Reproduce the lines starting at the one containing "Kindly give the mask of every instance of the dark" and ending at the one containing "[[[167,158],[166,160],[198,160],[199,158]]]", switching "pavement" to "asphalt" and leaving everything else unchanged.

Named region outline items
┌────────
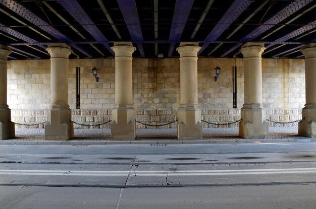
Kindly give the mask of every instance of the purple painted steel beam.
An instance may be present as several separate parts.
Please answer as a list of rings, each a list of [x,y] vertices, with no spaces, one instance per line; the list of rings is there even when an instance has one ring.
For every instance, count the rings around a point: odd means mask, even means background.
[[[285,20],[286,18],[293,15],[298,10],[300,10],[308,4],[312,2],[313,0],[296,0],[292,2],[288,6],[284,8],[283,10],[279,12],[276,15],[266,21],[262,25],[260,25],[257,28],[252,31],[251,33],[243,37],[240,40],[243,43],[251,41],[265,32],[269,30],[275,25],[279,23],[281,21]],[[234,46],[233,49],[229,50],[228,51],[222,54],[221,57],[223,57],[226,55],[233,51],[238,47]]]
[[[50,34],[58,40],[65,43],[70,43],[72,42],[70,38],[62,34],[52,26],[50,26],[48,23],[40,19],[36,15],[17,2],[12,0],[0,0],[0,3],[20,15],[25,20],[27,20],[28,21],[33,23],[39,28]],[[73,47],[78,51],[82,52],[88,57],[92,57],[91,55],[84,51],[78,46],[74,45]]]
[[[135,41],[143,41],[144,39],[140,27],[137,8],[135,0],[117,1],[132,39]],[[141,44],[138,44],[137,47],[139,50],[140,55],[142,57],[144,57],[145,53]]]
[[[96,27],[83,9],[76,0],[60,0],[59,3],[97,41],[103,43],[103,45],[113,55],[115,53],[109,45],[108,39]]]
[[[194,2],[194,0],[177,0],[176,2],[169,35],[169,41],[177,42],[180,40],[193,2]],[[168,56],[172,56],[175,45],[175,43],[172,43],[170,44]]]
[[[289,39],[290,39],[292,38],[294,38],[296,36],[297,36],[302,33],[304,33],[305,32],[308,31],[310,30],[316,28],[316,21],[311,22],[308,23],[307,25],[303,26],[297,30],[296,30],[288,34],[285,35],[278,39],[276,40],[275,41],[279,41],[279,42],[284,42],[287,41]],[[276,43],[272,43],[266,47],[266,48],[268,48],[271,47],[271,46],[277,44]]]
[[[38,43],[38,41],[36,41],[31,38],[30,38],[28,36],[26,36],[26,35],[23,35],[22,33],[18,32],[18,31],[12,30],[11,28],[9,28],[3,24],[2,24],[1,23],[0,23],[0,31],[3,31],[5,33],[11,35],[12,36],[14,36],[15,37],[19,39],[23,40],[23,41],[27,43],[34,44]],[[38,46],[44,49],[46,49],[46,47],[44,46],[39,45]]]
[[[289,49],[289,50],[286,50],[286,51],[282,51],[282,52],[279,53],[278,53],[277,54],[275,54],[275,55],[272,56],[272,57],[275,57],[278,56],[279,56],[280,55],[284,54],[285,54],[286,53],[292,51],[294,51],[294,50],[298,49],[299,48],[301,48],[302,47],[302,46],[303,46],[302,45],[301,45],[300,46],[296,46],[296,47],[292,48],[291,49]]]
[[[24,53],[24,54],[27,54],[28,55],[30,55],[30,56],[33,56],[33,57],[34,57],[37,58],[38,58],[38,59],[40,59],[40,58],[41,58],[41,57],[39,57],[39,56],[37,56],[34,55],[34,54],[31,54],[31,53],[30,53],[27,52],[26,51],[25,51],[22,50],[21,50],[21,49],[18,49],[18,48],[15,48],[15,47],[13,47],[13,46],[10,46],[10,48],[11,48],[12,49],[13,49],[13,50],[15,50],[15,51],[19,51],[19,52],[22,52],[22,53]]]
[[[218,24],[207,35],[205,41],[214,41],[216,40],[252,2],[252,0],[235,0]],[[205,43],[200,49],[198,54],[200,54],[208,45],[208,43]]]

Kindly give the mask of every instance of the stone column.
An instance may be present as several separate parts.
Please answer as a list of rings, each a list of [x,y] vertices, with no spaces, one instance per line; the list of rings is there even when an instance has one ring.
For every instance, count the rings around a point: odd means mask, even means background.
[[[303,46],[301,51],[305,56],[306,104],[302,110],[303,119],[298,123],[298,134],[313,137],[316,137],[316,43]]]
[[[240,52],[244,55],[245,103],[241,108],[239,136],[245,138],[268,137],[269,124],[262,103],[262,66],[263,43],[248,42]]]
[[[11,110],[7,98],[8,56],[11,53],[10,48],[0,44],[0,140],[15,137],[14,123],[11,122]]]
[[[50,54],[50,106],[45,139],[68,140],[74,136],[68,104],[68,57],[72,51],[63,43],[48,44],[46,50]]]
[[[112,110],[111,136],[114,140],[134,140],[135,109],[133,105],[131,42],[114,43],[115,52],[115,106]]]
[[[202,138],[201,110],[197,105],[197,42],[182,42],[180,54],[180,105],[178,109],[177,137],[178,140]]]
└────────
┌────────
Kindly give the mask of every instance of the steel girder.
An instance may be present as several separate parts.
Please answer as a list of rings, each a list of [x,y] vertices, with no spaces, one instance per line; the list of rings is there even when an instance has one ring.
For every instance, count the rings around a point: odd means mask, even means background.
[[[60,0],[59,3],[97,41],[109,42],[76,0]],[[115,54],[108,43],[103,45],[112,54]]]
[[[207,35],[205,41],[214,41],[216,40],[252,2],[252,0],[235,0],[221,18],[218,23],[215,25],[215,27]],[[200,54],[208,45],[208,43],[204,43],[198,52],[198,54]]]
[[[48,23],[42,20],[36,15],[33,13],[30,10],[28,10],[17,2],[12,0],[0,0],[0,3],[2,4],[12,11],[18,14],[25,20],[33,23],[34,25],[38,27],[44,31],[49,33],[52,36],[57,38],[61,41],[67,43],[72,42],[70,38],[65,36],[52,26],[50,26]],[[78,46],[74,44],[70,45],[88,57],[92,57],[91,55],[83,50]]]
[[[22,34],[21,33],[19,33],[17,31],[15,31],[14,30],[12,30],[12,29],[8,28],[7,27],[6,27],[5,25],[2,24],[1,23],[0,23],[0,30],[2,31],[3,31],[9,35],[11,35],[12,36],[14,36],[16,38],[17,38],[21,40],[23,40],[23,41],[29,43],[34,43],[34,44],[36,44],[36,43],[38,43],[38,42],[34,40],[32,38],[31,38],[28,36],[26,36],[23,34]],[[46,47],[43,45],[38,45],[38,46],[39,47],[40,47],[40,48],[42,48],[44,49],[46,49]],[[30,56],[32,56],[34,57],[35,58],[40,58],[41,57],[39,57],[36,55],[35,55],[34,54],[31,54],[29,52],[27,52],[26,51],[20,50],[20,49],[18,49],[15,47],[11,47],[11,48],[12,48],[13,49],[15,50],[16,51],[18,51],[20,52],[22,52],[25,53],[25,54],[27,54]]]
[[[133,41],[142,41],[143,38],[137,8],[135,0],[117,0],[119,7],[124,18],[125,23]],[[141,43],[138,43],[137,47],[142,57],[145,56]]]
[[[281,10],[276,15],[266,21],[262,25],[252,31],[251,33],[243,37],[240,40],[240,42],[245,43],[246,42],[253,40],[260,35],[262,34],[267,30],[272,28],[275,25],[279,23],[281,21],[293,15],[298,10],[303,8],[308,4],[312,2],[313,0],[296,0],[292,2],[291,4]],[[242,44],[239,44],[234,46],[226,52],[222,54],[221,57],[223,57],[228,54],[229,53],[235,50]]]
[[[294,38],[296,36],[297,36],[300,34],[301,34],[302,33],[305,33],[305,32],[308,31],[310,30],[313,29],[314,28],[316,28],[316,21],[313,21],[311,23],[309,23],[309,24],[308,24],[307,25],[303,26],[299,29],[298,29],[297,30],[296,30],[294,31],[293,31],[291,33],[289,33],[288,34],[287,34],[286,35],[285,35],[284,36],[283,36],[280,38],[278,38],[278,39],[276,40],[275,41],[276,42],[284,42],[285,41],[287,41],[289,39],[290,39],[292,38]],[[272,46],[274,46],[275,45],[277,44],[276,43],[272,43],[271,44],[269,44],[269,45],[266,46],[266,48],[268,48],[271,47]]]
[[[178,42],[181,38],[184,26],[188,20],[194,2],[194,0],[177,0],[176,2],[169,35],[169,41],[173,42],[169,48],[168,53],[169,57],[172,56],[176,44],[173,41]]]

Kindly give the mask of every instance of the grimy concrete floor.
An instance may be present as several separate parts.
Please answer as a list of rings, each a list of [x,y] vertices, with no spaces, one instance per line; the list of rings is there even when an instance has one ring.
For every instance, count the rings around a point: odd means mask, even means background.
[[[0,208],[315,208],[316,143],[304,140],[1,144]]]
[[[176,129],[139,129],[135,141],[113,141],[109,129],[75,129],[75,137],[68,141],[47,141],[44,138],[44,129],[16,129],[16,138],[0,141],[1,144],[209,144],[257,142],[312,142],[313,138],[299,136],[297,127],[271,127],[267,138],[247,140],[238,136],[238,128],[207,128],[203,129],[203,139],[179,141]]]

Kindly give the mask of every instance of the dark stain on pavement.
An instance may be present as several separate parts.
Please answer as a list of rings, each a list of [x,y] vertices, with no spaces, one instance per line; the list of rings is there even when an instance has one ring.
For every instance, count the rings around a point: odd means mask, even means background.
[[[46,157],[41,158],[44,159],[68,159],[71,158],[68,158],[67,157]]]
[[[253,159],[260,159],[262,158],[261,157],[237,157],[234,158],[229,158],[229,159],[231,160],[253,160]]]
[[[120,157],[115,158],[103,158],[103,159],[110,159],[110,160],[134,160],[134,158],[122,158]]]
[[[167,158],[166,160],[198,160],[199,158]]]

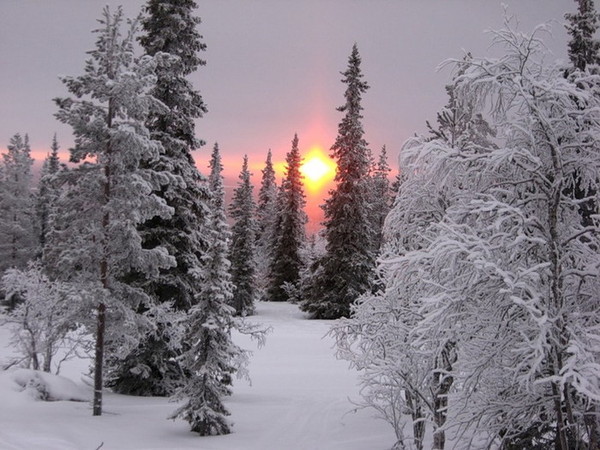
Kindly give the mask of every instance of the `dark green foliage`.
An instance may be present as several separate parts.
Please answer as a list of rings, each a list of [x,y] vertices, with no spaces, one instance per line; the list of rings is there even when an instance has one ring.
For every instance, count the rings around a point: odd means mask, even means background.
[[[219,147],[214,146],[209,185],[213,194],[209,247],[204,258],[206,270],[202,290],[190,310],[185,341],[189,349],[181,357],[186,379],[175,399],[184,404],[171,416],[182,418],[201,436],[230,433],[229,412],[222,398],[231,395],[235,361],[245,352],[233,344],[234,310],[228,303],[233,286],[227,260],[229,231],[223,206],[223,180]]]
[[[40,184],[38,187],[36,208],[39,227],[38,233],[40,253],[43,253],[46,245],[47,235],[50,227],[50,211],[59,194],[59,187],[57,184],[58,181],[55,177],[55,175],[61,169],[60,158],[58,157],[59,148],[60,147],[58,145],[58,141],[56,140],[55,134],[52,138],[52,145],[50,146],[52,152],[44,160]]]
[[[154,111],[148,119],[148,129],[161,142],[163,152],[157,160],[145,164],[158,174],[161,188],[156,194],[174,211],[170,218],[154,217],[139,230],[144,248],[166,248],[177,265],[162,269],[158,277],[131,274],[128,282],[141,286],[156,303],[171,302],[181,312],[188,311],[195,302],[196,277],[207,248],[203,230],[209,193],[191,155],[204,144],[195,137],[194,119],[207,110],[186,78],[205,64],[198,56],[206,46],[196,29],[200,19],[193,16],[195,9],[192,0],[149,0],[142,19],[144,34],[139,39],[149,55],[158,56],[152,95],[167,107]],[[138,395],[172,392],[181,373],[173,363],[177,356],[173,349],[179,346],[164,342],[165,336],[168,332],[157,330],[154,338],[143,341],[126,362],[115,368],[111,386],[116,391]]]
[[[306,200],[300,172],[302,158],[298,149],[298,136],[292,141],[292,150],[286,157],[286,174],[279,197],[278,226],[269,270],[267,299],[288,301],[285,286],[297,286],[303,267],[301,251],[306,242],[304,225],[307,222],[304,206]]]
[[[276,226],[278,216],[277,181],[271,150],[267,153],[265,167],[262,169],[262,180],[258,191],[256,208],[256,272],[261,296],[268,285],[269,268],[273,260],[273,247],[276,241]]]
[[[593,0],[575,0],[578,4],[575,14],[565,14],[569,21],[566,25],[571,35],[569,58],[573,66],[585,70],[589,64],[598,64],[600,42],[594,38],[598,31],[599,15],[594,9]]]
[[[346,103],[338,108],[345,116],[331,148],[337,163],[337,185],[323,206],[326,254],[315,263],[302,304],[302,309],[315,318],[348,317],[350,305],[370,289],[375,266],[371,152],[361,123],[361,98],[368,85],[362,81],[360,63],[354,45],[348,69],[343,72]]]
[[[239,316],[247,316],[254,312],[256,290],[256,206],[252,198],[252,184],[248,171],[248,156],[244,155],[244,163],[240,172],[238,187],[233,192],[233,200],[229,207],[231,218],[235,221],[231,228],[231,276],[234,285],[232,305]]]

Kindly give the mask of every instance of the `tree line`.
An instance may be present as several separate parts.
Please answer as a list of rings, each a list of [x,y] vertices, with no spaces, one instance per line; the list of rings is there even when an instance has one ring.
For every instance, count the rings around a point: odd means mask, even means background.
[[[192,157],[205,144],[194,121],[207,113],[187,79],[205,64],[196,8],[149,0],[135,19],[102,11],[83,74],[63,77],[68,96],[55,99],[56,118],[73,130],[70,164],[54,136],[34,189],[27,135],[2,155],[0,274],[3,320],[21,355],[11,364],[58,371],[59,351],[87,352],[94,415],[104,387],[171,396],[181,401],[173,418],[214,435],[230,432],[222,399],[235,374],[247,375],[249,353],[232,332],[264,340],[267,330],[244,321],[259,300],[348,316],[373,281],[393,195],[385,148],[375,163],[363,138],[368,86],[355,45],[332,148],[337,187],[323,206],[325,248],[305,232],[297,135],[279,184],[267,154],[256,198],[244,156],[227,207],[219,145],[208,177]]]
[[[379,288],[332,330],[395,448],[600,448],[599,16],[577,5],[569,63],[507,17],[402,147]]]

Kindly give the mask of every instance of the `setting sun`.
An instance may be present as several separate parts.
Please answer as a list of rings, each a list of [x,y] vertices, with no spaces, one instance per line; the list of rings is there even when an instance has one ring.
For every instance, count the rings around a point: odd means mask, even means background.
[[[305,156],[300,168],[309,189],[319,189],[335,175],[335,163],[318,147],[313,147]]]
└────────
Task answer:
Kindly give the mask of every instance of the dark stain on asphalt.
An instance may be present as several separate parts.
Please answer as a list of rings, each a list of [x,y] vertices, with no spaces, one instance per line; the list of rings is there even when an instance has one ring.
For every instance, count the rings around a point: odd means mask, even means background.
[[[46,157],[41,158],[44,159],[68,159],[71,158],[68,158],[67,157]]]
[[[253,159],[260,159],[262,158],[261,157],[237,157],[234,158],[229,158],[229,159],[231,160],[253,160]]]
[[[120,157],[115,158],[103,158],[103,159],[110,159],[110,160],[134,160],[134,158],[122,158]]]
[[[167,158],[166,160],[198,160],[199,158]]]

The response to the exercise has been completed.